==== DATA IN THIS EXERCISE ====
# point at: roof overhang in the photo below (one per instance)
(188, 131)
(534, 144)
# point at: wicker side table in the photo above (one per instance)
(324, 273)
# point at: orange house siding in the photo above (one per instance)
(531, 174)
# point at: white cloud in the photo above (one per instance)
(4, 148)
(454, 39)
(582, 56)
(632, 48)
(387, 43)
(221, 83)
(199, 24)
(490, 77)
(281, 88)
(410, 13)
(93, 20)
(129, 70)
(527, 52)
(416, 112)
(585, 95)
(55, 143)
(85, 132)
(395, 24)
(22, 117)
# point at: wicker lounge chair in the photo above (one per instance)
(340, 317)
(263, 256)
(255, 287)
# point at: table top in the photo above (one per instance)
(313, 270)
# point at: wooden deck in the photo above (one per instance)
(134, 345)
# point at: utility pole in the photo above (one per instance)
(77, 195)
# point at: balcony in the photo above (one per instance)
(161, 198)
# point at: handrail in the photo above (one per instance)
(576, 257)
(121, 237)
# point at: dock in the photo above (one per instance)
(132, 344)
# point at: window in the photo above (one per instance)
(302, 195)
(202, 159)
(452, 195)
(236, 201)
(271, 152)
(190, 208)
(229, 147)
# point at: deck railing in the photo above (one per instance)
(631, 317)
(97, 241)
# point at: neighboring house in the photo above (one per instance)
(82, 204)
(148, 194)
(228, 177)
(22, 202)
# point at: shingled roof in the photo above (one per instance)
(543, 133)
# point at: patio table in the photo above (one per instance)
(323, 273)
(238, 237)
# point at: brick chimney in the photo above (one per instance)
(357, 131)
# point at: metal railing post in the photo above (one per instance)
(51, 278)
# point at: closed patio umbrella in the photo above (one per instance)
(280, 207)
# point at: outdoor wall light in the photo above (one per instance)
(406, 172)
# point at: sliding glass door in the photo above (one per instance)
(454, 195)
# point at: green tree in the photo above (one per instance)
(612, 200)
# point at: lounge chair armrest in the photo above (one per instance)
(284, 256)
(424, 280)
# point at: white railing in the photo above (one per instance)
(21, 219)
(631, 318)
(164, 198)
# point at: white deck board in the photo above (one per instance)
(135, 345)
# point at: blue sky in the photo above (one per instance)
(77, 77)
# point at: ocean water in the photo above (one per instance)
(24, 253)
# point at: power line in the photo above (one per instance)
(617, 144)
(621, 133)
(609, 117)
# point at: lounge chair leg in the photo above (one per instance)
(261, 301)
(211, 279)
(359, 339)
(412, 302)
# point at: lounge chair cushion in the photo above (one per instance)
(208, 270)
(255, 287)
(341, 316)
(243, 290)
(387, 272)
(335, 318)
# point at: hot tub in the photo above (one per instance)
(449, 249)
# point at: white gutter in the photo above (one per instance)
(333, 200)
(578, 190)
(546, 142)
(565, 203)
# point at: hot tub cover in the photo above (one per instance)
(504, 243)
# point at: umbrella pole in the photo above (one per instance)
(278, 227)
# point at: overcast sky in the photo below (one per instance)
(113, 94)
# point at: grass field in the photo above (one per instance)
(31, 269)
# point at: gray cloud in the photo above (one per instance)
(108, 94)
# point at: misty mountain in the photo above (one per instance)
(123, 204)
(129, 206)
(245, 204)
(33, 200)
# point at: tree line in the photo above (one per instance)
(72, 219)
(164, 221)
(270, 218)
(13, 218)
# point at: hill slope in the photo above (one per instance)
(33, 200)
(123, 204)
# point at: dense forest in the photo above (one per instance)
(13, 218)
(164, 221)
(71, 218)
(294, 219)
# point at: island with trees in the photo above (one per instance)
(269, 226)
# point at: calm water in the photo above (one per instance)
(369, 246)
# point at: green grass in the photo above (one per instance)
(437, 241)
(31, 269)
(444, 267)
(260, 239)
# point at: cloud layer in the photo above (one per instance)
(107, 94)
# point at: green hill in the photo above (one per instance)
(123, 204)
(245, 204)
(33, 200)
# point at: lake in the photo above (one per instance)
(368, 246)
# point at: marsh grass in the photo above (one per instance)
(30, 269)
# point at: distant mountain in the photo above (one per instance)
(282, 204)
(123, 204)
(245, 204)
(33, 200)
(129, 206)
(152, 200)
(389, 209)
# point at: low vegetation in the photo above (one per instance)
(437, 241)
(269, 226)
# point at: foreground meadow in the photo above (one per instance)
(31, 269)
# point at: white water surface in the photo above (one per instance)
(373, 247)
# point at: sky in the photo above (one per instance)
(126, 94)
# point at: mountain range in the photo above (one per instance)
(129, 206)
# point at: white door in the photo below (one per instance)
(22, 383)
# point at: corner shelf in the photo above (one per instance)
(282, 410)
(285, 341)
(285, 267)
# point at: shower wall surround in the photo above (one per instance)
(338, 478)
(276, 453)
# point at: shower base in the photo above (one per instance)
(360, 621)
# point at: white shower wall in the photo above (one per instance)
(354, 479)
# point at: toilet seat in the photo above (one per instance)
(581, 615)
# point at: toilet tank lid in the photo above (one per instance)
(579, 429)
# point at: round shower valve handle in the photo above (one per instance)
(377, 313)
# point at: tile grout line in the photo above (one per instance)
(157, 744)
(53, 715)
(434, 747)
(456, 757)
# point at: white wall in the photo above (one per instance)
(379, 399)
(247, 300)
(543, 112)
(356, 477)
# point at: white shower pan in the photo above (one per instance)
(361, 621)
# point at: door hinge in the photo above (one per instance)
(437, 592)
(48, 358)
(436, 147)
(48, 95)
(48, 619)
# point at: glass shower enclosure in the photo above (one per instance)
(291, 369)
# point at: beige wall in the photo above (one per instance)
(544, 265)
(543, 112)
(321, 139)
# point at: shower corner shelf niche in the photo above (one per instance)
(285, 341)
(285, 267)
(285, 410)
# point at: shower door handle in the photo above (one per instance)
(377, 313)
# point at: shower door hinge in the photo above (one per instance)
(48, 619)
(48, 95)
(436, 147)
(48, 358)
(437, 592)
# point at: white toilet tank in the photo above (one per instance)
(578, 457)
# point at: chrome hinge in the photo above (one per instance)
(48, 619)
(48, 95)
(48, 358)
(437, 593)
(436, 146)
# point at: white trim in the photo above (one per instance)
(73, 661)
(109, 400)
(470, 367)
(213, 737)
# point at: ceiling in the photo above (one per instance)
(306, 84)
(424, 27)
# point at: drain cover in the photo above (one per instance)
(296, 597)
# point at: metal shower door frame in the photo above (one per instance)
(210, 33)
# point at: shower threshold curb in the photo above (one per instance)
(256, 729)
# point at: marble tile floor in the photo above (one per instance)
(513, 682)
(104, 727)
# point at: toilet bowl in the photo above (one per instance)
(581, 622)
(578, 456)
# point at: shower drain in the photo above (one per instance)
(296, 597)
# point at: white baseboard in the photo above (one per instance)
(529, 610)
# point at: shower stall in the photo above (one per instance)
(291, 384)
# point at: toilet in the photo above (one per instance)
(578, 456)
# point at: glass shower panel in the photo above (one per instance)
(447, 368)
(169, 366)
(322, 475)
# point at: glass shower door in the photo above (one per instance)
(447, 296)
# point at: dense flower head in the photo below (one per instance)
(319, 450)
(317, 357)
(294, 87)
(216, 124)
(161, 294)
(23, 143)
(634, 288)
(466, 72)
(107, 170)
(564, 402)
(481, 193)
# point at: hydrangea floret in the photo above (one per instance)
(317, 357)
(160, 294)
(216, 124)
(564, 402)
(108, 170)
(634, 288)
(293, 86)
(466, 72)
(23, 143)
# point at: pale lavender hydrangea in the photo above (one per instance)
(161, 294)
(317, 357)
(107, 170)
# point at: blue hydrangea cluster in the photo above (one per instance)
====
Rewrite all of the items above as a numbered list, one line per number, omitting any blank lines.

◆ COMPLETE ANSWER ◆
1. # point at: roof overhang in the photo below (one per instance)
2. (188, 131)
3. (534, 144)
4. # point at: wicker side table in the photo above (one per instance)
5. (324, 273)
6. # point at: orange house siding in the photo above (one per instance)
7. (531, 174)
8. # point at: white cloud in the photo above (one per instance)
9. (4, 148)
10. (454, 39)
11. (582, 56)
12. (632, 48)
13. (387, 43)
14. (221, 83)
15. (199, 24)
16. (490, 77)
17. (281, 88)
18. (410, 13)
19. (93, 20)
20. (129, 70)
21. (527, 52)
22. (416, 112)
23. (585, 95)
24. (55, 143)
25. (85, 132)
26. (395, 24)
27. (22, 117)
28. # point at: wicker lounge chair in the photo above (one per instance)
29. (340, 317)
30. (263, 256)
31. (255, 287)
32. # point at: table top in the photo above (one per instance)
33. (313, 270)
34. # point at: wooden deck in the photo above (one per instance)
35. (134, 345)
36. # point at: utility pole in the photo above (one per instance)
37. (77, 195)
38. # point at: balcony in the photo above (one per instance)
39. (161, 198)
40. # point at: handrail in the photo above (one per instance)
41. (576, 257)
42. (121, 237)
43. # point at: dock in the photo above (one per instance)
44. (132, 344)
45. # point at: window in the photo above (one per instance)
46. (302, 195)
47. (202, 159)
48. (452, 195)
49. (236, 201)
50. (271, 152)
51. (190, 208)
52. (229, 147)
53. # point at: deck railing in the photo above (one per instance)
54. (631, 317)
55. (97, 241)
56. # point at: neighboring house in the photo above (one per instance)
57. (82, 204)
58. (148, 194)
59. (228, 177)
60. (22, 202)
61. # point at: shingled roof in the photo above (one per instance)
62. (543, 133)
63. # point at: patio table in the photo above (one per instance)
64. (323, 273)
65. (238, 237)
66. # point at: brick chimney in the photo above (one per instance)
67. (357, 131)
68. # point at: metal railing post in the photo above (one per instance)
69. (51, 278)
70. # point at: closed patio umbrella in the photo above (one per instance)
71. (280, 207)
72. # point at: outdoor wall light in the photo above (one per instance)
73. (406, 172)
74. # point at: sliding glass door in the photo above (one per instance)
75. (454, 195)
76. # point at: green tree in the photo above (one per instance)
77. (612, 200)
78. # point at: lounge chair armrest in the photo above (one per instance)
79. (284, 256)
80. (424, 280)
81. # point at: white railing in the photo above (one per instance)
82. (21, 219)
83. (631, 318)
84. (164, 198)
85. # point at: white deck board in the photo above (one per instance)
86. (135, 345)
87. # point at: blue sky in the photo above (one per instance)
88. (77, 77)
89. # point at: ocean water in the photo above (one per instance)
90. (24, 253)
91. # point at: power line in the photo above (one per instance)
92. (617, 144)
93. (621, 133)
94. (609, 117)
95. # point at: lounge chair leg in the photo above (one per instance)
96. (261, 301)
97. (211, 279)
98. (359, 339)
99. (412, 302)
100. # point at: lounge chair cushion in the photo above (one per instance)
101. (208, 270)
102. (255, 287)
103. (341, 316)
104. (243, 290)
105. (387, 272)
106. (335, 318)
107. # point at: hot tub in the photo above (one per instance)
108. (449, 249)
109. # point at: white gutter in the photo above (one per instance)
110. (333, 200)
111. (578, 190)
112. (546, 142)
113. (565, 203)
114. # point at: hot tub cover in the photo above (one per instance)
115. (504, 243)
116. # point at: umbrella pole in the photo above (one per instance)
117. (278, 227)
118. # point at: overcast sky in the photo below (one per instance)
119. (113, 94)
120. # point at: grass field in the photo above (one per instance)
121. (31, 269)
122. # point at: gray cloud in the photo above (one per instance)
123. (108, 94)
124. # point at: misty mountain in the photo above (one per instance)
125. (123, 204)
126. (129, 206)
127. (245, 204)
128. (33, 200)
129. # point at: tree line in the photo above (one per instance)
130. (72, 219)
131. (164, 221)
132. (270, 218)
133. (13, 218)
134. # point at: hill slope in the photo above (one per instance)
135. (33, 200)
136. (123, 204)
137. # point at: dense forest in the photo above (one per instance)
138. (13, 218)
139. (164, 221)
140. (71, 218)
141. (294, 219)
142. # point at: island with trees in the photo above (one per instance)
143. (269, 226)
144. # point at: calm water in the photo above (one per instance)
145. (369, 246)
146. # point at: green grass in the photo above (one per instance)
147. (437, 241)
148. (31, 269)
149. (444, 267)
150. (260, 239)
151. # point at: cloud layer in the photo above (one per instance)
152. (107, 94)
153. # point at: green hill in the photo above (one per instance)
154. (123, 204)
155. (245, 204)
156. (33, 200)
157. # point at: lake in the photo above (one per instance)
158. (368, 246)
159. # point at: marsh grass in the photo above (one per instance)
160. (30, 269)
161. # point at: distant mountain in the photo above (one per instance)
162. (282, 204)
163. (123, 204)
164. (245, 204)
165. (33, 200)
166. (129, 206)
167. (152, 200)
168. (389, 209)
169. # point at: low vegetation in the photo above (one per instance)
170. (437, 241)
171. (269, 226)
172. # point at: foreground meadow in the photo above (one per instance)
173. (31, 269)
174. # point at: white water surface in the photo above (one per instance)
175. (373, 247)
176. # point at: sky in the photo above (one per instance)
177. (126, 94)
178. # point at: mountain range in the photo above (one per instance)
179. (129, 206)
180. # point at: white door in the photo below (one per instance)
181. (22, 383)
182. # point at: corner shelf in the photo above (one per instance)
183. (282, 410)
184. (285, 341)
185. (285, 267)
186. # point at: shower wall surround in the photo above (one per instance)
187. (338, 478)
188. (276, 453)
189. # point at: shower base in the photo above (one per instance)
190. (360, 621)
191. # point at: white shower wall in the photo above (one per instance)
192. (354, 479)
193. # point at: toilet seat in the photo above (one per instance)
194. (581, 615)
195. # point at: toilet tank lid in the photo above (one per instance)
196. (579, 429)
197. # point at: round shower valve handle in the photo above (one per instance)
198. (377, 313)
199. # point at: tile grout line in the photo above (one per instance)
200. (157, 744)
201. (53, 715)
202. (434, 747)
203. (456, 757)
204. # point at: white wall in the photo above (one per instance)
205. (379, 399)
206. (247, 300)
207. (543, 112)
208. (356, 477)
209. # point at: white shower pan in the photo above (one per instance)
210. (361, 621)
211. # point at: door hinge in the photo above (one per instance)
212. (437, 592)
213. (48, 358)
214. (436, 147)
215. (48, 95)
216. (48, 619)
217. # point at: glass shower enclosure in the photo above (one per instance)
218. (291, 369)
219. # point at: beige wall in the photo above (one per instance)
220. (544, 265)
221. (543, 112)
222. (321, 139)
223. # point at: shower corner shelf niche in the photo above (one per instance)
224. (285, 341)
225. (285, 267)
226. (285, 410)
227. # point at: shower door handle in the photo above (one per instance)
228. (377, 313)
229. # point at: shower door hinge in the photo above (one per instance)
230. (48, 619)
231. (48, 95)
232. (436, 147)
233. (48, 358)
234. (437, 592)
235. # point at: white toilet tank in the photo above (one per instance)
236. (578, 457)
237. # point at: chrome hinge in the photo above (one per instance)
238. (48, 619)
239. (48, 95)
240. (48, 358)
241. (437, 593)
242. (436, 146)
243. # point at: white trim in the photo above (one per instance)
244. (73, 661)
245. (109, 400)
246. (470, 367)
247. (213, 737)
248. # point at: ceiling in the photo above (one per instance)
249. (306, 84)
250. (424, 27)
251. # point at: drain cover in the photo above (one per instance)
252. (296, 597)
253. # point at: metal shower door frame in the photo above (one per instance)
254. (210, 33)
255. # point at: shower threshold curb in the photo above (one per instance)
256. (256, 729)
257. # point at: marble tile floor in the photo above (one per instance)
258. (513, 682)
259. (104, 727)
260. # point at: toilet bowl in the photo above (one per instance)
261. (581, 622)
262. (578, 456)
263. # point at: shower drain in the photo above (one per instance)
264. (296, 597)
265. # point at: white baseboard in the photo above (one per instance)
266. (529, 610)
267. # point at: shower stall in the photo above (one per instance)
268. (291, 384)
269. # point at: toilet in the photo above (one per instance)
270. (578, 456)
271. # point at: glass shower panel in the photo above (one per instance)
272. (447, 368)
273. (169, 366)
274. (322, 475)
275. # point at: glass shower door in the photo above (one per instance)
276. (447, 296)
277. # point at: dense flower head in the photo below (one per instance)
278. (319, 450)
279. (317, 357)
280. (294, 87)
281. (216, 124)
282. (161, 294)
283. (23, 143)
284. (634, 288)
285. (466, 72)
286. (107, 170)
287. (564, 402)
288. (481, 193)
289. # point at: hydrangea floret in the photo above (one per instance)
290. (317, 357)
291. (160, 294)
292. (216, 124)
293. (564, 402)
294. (108, 170)
295. (634, 288)
296. (293, 86)
297. (466, 72)
298. (23, 143)
299. # point at: pale lavender hydrangea in the photo above (one per instance)
300. (161, 294)
301. (317, 357)
302. (107, 170)
303. # point at: blue hydrangea cluster in the photo above (one per instance)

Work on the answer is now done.